• **ЗАДАНИЯ**:
1 - Куда бросилось стадо свиней, согласно исходному тексту?
2 - Пожалуйста, извлеките из исходного текста фрагмент, начиная со слов "Другой - из" и заканчивая словами "(Лк.8, 32 - 36).".

• **ИСХОДНЫЙ ТЕКСТ**:
- - - - -
Другой - из Евангелия от Луки: "Тут на горе паслось большое стадо свиней, и они просили Его, чтобы позволил им войти в них. Он позволил им. Бесы, вышедши из человека, вошли в свиней; и бросилось стадо с крутизны в озеро и потонуло. Пастухи, увидя случившееся, побежали и рассказали в городе и по деревням. И вышли жители смотреть случившееся и, пришедши к Иисусу, нашли человека, из которого вышли бесы, сидящего у ног Иисусовых, одетого и в здравом уме, и ужаснулись. Видевшие же рассказали им, как исцелился бесновавшийся" (Лк.8, 32 - 36).
- - - - -
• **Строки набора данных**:
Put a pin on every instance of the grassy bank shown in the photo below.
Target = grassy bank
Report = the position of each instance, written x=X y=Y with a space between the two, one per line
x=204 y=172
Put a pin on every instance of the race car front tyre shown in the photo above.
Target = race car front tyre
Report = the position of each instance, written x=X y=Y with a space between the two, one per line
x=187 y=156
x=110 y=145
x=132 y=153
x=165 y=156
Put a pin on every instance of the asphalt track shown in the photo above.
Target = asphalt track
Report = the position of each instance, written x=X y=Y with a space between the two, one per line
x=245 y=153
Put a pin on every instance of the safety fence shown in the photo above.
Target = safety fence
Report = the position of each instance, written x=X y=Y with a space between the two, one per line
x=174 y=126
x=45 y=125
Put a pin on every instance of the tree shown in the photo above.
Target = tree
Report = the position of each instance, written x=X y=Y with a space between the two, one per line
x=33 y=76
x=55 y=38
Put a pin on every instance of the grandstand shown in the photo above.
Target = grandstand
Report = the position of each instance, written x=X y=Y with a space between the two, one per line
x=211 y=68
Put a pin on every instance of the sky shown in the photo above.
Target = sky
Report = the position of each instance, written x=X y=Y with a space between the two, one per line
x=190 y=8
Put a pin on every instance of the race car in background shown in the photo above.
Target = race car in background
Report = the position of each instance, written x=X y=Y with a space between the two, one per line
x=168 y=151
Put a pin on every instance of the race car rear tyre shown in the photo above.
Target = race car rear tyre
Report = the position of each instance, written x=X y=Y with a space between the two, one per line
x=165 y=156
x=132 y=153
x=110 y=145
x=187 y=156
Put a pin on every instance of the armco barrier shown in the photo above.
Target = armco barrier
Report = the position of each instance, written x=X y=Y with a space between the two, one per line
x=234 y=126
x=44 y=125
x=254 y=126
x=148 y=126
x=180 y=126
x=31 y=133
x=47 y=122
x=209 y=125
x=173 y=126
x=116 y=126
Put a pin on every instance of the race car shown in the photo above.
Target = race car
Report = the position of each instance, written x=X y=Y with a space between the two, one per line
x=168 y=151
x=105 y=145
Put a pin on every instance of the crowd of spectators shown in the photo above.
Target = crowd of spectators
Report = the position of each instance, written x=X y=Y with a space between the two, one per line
- - - - -
• **ОЖИДАЕМЫЕ ОТВЕТЫ**:
1 - С крутизны в озеро.

2 -
Другой - из Евангелия от Луки: "Тут на горе паслось большое стадо свиней, и они просили Его, чтобы позволил им войти в них. Он позволил им. Бесы, вышедши из человека, вошли в свиней; и бросилось стадо с крутизны в озеро и потонуло. Пастухи, увидя случившееся, побежали и рассказали в городе и по деревням. И вышли жители смотреть случившееся и, пришедши к Иисусу, нашли человека, из которого вышли бесы, сидящего у ног Иисусовых, одетого и в здравом уме, и ужаснулись. Видевшие же рассказали им, как исцелился бесновавшийся" (Лк.8, 32 - 36).